# [TO BE DONE]
Show each line of the data below that contains the string "picture".

# [INFORMATION SHOWN]
____________
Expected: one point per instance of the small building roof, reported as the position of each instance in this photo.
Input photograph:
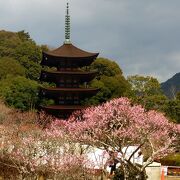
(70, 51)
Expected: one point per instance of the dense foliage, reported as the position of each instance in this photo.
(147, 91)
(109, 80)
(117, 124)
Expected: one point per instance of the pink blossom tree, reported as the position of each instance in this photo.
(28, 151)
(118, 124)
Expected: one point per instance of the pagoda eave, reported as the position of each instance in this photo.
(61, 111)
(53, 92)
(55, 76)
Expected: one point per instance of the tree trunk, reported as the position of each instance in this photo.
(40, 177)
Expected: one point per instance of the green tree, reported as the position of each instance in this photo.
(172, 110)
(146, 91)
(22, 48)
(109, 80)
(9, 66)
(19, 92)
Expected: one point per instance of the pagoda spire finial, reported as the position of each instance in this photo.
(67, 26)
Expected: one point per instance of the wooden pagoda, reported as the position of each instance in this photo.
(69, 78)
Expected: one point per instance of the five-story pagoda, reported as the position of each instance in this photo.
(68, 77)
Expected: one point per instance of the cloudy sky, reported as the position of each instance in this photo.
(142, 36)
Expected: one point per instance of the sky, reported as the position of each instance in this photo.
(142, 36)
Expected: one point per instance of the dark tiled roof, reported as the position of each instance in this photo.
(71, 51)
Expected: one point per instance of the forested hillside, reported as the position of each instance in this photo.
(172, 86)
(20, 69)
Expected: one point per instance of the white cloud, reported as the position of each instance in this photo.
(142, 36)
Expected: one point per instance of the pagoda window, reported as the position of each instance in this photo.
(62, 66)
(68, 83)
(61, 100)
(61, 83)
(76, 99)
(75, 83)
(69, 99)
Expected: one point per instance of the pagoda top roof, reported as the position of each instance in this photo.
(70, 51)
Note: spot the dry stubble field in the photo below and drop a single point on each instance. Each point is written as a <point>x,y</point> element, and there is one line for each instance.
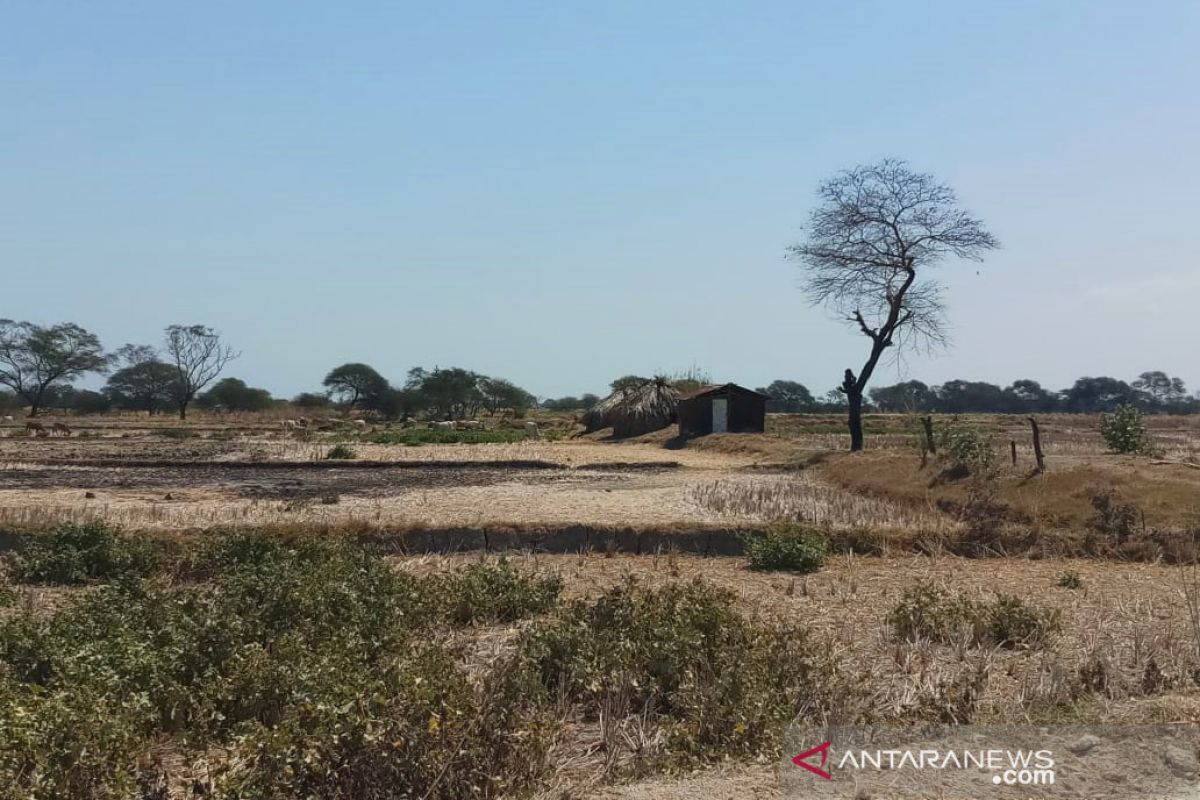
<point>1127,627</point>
____________
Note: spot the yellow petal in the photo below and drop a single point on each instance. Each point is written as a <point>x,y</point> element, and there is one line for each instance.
____________
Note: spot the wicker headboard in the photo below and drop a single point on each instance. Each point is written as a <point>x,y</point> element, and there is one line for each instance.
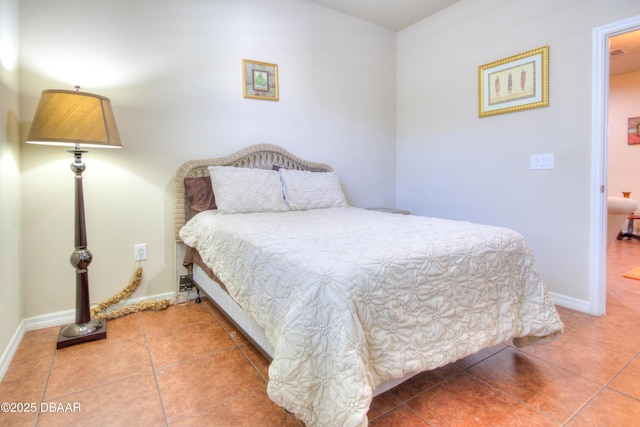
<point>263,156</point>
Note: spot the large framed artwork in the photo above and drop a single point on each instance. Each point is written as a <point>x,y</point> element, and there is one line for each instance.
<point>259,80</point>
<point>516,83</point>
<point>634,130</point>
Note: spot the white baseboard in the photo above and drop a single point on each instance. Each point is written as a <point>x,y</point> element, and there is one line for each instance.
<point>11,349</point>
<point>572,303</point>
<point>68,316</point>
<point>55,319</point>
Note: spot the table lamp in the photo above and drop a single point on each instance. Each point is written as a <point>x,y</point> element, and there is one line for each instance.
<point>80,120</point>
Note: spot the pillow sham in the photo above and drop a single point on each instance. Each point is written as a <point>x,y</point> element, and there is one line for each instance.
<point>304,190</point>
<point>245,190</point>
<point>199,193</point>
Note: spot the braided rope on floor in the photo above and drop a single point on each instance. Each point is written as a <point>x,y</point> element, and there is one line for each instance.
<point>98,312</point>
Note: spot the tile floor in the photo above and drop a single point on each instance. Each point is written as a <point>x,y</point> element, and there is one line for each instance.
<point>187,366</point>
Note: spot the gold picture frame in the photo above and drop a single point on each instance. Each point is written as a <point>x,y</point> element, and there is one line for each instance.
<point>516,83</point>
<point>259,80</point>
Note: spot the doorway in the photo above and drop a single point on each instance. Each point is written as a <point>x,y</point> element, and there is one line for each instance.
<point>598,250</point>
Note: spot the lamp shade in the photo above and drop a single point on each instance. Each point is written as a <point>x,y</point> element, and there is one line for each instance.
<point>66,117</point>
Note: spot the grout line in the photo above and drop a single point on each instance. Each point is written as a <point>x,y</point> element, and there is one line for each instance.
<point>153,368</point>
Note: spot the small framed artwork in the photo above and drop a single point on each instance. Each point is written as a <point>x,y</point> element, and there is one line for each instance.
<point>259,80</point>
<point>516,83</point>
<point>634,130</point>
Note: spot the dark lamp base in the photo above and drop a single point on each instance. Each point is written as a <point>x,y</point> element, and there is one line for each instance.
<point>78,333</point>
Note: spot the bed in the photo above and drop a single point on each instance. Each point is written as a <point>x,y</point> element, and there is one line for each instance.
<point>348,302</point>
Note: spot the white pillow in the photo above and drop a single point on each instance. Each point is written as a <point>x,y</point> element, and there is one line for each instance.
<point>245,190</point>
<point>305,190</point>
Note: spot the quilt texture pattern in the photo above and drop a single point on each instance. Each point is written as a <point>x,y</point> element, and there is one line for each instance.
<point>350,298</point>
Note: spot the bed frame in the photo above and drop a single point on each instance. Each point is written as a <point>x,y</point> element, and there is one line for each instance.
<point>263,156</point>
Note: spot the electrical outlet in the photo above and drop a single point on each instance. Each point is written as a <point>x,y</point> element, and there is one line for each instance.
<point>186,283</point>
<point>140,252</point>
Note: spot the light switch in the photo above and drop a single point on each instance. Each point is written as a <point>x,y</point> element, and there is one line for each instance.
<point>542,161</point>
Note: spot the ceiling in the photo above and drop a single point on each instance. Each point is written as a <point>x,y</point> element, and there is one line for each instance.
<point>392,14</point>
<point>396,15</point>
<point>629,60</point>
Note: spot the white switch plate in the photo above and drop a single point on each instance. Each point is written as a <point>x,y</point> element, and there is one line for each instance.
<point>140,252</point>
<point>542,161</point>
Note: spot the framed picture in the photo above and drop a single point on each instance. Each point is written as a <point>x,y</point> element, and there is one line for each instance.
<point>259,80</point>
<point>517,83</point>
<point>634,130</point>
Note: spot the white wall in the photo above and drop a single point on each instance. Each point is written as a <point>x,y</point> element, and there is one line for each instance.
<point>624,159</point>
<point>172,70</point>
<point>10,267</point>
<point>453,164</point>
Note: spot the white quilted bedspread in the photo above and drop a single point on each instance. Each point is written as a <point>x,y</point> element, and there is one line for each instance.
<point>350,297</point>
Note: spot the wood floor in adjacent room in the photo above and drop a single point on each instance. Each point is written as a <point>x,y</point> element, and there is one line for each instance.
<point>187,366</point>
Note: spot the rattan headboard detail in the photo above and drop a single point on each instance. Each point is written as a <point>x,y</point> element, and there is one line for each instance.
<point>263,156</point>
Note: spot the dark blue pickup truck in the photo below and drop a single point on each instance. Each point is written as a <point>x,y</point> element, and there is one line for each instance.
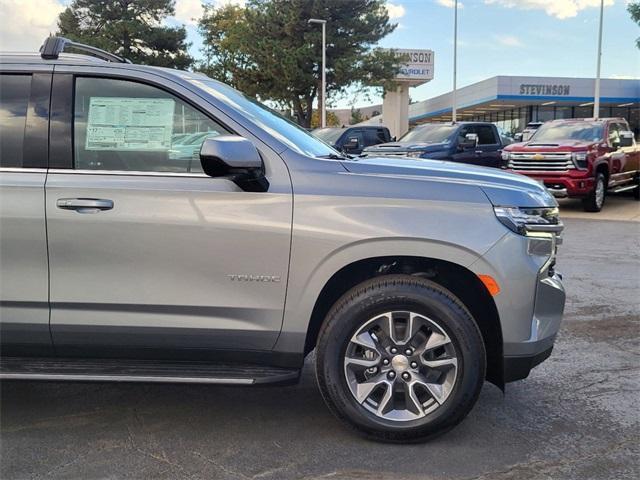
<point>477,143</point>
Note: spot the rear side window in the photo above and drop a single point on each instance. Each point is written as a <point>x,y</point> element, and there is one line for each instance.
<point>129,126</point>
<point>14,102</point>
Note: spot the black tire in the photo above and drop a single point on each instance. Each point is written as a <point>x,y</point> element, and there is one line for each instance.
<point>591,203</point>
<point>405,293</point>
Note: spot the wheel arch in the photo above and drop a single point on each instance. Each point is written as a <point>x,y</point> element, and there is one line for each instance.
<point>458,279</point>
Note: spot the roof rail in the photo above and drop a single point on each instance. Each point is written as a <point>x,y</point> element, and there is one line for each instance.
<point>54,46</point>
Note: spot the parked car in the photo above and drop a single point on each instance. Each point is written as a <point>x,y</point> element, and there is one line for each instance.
____________
# [FINISHED EXERCISE]
Note: spot the gold picture frame in the photo above and drop a single point on each instance. Each point is written as a <point>x,y</point> element, and there is one line for each instance.
Note: spot the framed picture in the photo above and drop a single point on each instance. Each point is written as a <point>x,y</point> element, and there is one line for each instance.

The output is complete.